Records from a data collection:
================================

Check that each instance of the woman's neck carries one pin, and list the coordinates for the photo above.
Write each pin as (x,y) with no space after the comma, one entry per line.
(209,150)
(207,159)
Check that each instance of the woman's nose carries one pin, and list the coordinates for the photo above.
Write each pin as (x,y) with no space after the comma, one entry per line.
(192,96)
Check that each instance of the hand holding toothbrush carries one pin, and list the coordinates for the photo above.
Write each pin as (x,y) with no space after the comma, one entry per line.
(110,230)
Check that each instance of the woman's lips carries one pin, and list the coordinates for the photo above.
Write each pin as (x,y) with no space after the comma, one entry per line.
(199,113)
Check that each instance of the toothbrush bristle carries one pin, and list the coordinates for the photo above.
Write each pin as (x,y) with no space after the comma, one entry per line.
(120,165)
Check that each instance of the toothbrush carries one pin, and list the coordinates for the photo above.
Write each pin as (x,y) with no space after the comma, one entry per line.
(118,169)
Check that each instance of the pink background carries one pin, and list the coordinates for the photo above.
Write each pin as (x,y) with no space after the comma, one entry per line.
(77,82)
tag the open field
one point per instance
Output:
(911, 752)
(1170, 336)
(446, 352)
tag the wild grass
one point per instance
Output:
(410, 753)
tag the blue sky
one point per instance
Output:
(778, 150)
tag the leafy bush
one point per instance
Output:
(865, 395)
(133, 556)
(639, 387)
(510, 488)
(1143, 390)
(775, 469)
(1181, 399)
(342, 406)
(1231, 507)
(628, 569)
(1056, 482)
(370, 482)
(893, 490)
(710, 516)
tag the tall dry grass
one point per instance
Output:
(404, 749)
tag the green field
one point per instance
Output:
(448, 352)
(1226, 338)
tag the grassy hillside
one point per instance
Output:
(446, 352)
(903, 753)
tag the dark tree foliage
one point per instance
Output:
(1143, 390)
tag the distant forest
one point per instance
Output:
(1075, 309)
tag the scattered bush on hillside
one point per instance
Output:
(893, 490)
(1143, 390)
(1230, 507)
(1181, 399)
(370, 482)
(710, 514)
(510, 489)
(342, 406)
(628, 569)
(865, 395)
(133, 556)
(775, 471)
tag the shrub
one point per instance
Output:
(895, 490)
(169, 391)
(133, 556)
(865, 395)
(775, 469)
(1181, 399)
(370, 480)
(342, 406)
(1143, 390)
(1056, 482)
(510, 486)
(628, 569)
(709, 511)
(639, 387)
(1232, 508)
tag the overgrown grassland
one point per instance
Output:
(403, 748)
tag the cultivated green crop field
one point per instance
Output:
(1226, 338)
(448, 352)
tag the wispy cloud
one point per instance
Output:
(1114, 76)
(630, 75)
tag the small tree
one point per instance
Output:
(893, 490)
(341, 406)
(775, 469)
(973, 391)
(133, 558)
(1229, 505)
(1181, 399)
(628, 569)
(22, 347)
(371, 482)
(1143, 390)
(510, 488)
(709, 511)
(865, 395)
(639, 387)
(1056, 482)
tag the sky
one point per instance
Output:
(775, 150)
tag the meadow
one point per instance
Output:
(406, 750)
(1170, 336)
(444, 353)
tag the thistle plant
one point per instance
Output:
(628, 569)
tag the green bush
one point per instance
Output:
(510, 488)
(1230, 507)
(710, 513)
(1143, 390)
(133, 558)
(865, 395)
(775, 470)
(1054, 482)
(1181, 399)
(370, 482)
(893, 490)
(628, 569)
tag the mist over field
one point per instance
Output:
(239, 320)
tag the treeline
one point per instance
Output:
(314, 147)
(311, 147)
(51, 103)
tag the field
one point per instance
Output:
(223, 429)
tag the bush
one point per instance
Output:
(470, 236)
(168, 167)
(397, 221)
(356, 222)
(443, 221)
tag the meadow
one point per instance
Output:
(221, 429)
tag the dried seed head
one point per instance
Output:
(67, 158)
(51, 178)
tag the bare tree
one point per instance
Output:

================================

Present everything from the line containing "tag the bush" down to the end of the rows as a numbered list, omitting any blank lines.

• [Exercise answer]
1. tag the bush
2. one point per instance
3. Output:
4. (470, 236)
5. (168, 167)
6. (397, 221)
7. (356, 222)
8. (443, 221)
9. tag the meadow
10. one point per instance
11. Output:
12. (221, 429)
13. tag the dried seed head
14. one point per instance
15. Output:
16. (67, 158)
17. (51, 178)
18. tag the bare tree
19. one point per instance
20. Output:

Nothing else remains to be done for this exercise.